Task to carry out: Count the lines below that contain the string "sleeve". Reply with the number alone.

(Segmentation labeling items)
━━━━━━━━━━
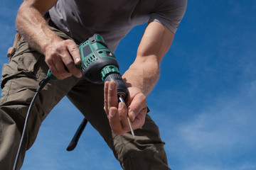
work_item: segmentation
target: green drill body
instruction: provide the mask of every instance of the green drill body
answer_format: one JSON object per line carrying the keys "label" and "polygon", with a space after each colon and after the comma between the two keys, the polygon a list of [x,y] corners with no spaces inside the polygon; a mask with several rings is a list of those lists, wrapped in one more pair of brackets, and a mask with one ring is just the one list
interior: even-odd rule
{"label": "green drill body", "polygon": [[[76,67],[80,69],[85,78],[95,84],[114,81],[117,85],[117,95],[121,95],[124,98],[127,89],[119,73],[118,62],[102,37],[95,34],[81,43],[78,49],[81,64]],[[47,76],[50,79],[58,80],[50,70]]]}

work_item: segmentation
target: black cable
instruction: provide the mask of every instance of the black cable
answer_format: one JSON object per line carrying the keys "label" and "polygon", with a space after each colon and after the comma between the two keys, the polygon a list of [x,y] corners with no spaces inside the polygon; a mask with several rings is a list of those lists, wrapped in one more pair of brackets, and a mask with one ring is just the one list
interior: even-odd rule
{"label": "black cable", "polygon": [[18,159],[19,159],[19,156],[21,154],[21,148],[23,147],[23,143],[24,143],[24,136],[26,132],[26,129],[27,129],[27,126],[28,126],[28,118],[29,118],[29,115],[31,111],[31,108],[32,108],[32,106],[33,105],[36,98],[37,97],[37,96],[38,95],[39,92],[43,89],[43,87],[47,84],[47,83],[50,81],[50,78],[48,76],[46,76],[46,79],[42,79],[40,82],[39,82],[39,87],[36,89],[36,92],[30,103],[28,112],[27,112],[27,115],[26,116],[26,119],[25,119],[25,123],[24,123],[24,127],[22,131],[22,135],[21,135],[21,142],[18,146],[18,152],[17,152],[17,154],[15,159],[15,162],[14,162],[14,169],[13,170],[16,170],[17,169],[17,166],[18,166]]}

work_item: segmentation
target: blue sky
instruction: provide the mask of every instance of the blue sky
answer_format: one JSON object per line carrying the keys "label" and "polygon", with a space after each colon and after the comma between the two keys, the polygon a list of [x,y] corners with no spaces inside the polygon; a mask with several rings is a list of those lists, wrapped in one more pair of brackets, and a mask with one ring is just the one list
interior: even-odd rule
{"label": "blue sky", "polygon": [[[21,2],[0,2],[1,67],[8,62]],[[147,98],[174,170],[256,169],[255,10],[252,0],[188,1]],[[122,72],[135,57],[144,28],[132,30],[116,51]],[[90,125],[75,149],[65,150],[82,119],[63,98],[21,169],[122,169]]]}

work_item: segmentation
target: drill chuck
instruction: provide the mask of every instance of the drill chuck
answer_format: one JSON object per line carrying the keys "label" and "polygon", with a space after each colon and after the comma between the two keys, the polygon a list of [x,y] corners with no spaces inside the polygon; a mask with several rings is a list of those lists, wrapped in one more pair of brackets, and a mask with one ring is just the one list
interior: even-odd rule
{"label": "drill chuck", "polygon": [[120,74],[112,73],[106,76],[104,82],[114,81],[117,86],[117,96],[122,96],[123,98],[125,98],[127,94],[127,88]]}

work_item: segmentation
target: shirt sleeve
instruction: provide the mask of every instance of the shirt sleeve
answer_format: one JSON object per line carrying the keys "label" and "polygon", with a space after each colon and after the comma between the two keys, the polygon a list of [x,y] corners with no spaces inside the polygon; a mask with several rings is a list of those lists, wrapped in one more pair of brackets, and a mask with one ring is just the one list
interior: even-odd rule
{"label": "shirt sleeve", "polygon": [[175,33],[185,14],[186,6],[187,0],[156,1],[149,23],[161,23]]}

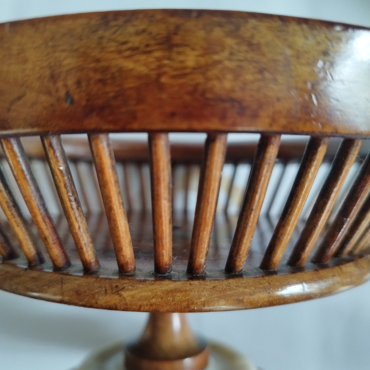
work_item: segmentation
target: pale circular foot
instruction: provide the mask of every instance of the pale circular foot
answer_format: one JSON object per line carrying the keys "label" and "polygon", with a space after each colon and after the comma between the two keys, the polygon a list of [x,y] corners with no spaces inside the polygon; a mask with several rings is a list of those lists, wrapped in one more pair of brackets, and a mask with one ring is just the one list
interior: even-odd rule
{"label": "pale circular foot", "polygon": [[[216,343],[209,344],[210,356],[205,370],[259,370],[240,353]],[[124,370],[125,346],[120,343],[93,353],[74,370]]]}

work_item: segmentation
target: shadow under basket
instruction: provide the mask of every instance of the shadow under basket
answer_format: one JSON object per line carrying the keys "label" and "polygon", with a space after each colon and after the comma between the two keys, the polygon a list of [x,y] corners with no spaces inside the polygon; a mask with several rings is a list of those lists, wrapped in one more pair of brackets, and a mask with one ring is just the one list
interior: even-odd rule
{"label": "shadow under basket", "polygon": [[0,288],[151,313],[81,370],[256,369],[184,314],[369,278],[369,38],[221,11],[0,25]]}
━━━━━━━━━━
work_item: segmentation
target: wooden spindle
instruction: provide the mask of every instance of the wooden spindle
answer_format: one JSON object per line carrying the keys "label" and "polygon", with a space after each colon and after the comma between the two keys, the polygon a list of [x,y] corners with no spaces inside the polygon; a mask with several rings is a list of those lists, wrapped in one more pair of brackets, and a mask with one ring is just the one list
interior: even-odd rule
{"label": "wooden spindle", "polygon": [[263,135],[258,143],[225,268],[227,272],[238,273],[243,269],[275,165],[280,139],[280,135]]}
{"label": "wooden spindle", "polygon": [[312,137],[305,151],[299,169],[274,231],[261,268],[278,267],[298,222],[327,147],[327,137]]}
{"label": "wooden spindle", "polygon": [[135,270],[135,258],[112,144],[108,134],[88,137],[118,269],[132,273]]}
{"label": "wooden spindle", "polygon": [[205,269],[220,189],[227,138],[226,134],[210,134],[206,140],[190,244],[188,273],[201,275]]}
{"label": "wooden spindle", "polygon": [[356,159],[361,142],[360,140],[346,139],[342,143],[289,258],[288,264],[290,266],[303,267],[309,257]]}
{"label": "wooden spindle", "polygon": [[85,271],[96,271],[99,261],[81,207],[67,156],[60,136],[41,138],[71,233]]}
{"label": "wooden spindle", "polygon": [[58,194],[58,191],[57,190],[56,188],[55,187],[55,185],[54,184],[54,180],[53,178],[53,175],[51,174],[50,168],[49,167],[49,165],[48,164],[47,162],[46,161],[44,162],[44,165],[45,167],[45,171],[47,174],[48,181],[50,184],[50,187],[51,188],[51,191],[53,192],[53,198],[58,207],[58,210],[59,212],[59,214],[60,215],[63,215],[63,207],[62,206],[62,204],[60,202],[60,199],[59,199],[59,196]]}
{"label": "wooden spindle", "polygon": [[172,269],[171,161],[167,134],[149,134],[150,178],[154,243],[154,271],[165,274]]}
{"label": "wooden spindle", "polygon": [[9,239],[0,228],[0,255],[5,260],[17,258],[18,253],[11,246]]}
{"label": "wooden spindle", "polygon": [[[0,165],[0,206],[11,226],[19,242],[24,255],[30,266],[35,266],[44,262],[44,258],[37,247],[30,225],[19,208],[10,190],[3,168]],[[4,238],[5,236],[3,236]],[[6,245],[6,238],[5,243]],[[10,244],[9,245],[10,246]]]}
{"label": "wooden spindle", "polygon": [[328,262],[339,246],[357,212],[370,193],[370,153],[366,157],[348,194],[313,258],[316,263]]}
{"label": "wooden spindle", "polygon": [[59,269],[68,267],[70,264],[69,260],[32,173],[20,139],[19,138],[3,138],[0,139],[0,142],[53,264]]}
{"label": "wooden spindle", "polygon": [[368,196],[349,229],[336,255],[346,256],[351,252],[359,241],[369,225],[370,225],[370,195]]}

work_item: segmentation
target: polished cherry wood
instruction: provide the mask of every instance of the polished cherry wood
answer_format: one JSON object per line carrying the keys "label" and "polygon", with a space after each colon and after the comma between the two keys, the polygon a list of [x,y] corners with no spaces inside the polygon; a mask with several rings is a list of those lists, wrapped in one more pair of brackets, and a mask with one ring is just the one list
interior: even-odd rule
━━━━━━━━━━
In response: 3